Tarefa proposta 1: Escreva sem nenhuma alteração a passagem da análise de Deathloop que vai de "Colt é como" até "de maneira segura.".
Tarefa proposta 2: De acordo com a análise de Deathloop, em quais plataformas o jogo está disponível?
Tarefa proposta 3: Diga se cada afirmação abaixo concorda com a análise de Deathloop, respondendo sim ou não e citando as palavras do texto que decidem: (a) o personagem consegue correr e escalar quase tudo; (b) a inteligência artificial dos inimigos estraga a experiência; (c) a análise foi feita no PC.

Trecho para leitura:
───

Colt é como o Corvo Attano do Dishonored. O jogador consegue controlar as suas duas mãos, cada uma com uma arma ou habilidade especial. Os inimigos pelo mapa são quase cobaias para testar sua criatividade. É possível jogá-los para o alto, ficar invisível e abatê-los de forma furtiva, conectá-los para dividirem o dano e muito mais. Todo o combate, inclusive o das armas, é responsivo e gostoso de interagir por horas e horas.
Essa liberdade de abordagem também é aplicada pelos mapas. Há muita exploração vertical e horizontal, com travessia rápida do personagem, que pode correr e escalar praticamente tudo. Com o tempo o jogador vai descobrindo uma infinidade de segredos, tanto sobre a história quanto de locais que servem para tentar executar inimigos de maneira segura.
O que fica de negativo é apenas a inteligência artificial dos inimigos. O sistema de manada deles é meio bobo, daqueles que manjam a sua posição quase por telepatia. Alguns ignoram sons que rolam bem perto e eles não são lá muito espertos para te cercar de forma desafiadora. Isso não chega a minar a experiência e fica mais como algo que poderia ter sido melhor.
Deathloop está disponível para PC e PlayStation 5.
*A análise de Deathloop foi feita no PS5, com uma cópia do jogo gentilmente cedida pela Bethesda.

───

Dados armazenados:
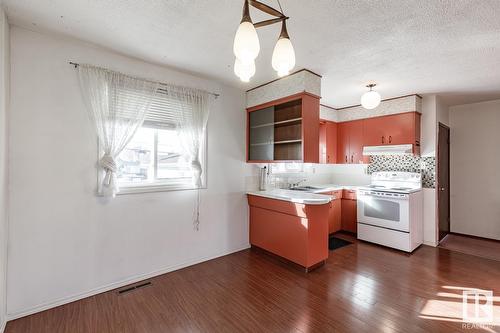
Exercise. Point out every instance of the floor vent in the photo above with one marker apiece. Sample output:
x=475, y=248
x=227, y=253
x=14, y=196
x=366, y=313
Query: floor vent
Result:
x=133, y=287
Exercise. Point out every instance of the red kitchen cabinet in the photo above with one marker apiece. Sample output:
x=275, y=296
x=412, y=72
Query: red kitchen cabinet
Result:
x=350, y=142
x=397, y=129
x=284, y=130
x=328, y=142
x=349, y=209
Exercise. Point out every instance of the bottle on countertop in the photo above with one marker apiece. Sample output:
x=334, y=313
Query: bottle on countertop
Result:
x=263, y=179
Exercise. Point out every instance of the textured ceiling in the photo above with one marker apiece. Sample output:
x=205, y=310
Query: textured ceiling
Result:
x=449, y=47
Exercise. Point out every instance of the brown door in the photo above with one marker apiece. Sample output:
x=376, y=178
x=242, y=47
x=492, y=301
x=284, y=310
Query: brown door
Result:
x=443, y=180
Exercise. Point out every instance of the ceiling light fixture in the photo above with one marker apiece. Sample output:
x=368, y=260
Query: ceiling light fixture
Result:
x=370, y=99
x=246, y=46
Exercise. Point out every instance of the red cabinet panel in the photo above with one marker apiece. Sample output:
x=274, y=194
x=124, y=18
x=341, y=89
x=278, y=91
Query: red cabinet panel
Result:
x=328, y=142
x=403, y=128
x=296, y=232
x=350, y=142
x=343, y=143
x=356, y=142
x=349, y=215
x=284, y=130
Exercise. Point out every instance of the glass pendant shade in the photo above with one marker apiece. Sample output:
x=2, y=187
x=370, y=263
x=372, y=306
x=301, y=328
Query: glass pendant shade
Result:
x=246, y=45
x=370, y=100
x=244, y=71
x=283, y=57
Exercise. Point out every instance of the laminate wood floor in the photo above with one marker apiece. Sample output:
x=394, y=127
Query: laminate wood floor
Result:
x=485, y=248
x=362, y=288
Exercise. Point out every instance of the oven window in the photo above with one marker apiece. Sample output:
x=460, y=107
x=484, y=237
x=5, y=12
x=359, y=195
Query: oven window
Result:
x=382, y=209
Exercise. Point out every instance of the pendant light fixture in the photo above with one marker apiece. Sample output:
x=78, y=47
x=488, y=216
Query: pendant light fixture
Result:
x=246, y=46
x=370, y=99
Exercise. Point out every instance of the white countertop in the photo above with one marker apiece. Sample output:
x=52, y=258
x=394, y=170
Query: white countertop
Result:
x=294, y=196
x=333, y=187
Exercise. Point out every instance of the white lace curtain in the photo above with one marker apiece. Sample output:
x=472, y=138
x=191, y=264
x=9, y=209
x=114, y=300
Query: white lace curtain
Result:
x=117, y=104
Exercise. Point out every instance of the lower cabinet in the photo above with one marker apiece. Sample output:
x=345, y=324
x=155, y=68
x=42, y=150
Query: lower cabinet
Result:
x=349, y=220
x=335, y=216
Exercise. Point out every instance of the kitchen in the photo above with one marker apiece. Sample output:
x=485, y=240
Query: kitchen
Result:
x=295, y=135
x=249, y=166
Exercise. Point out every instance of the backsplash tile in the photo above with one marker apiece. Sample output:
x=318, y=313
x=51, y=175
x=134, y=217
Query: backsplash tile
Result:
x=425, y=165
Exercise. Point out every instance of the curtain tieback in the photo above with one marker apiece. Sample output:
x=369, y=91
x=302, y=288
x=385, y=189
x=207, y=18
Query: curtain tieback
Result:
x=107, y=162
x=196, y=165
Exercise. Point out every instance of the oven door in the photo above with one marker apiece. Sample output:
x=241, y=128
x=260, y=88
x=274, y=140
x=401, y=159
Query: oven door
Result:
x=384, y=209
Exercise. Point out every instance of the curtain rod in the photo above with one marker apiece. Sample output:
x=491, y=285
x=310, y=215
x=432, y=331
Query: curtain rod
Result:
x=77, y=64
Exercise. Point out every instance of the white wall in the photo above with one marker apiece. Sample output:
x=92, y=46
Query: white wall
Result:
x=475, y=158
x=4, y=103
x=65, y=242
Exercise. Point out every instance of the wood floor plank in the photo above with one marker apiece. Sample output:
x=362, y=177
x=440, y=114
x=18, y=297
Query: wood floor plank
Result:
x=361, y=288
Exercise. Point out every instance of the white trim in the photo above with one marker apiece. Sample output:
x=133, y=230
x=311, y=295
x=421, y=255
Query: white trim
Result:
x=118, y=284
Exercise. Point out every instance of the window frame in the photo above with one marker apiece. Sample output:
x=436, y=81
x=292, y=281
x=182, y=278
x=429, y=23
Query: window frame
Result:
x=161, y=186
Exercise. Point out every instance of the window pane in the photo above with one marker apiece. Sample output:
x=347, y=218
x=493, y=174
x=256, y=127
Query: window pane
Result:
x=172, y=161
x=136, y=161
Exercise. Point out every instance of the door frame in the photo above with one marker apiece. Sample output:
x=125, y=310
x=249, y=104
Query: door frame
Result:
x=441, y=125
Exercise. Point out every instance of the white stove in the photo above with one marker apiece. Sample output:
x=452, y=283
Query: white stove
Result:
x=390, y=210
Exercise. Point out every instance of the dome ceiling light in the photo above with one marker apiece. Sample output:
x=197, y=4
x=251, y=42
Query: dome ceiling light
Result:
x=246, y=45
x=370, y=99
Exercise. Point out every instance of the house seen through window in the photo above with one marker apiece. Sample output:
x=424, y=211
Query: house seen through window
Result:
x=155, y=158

───

Resultado 1:
Colt é como o Corvo Attano do Dishonored. O jogador consegue controlar as suas duas mãos, cada uma com uma arma ou habilidade especial. Os inimigos pelo mapa são quase cobaias para testar sua criatividade. É possível jogá-los para o alto, ficar invisível e abatê-los de forma furtiva, conectá-los para dividirem o dano e muito mais. Todo o combate, inclusive o das armas, é responsivo e gostoso de interagir por horas e horas.
Essa liberdade de abordagem também é aplicada pelos mapas. Há muita exploração vertical e horizontal, com travessia rápida do personagem, que pode correr e escalar praticamente tudo. Com o tempo o jogador vai descobrindo uma infinidade de segredos, tanto sobre a história quanto de locais que servem para tentar executar inimigos de maneira segura.

Resultado 2: PC e PlayStation 5.

Resultado 3:
(a) Sim: "pode correr e escalar praticamente tudo".
(b) Não: "Isso não chega a minar a experiência".
(c) Não: "A análise de Deathloop foi feita no PS5".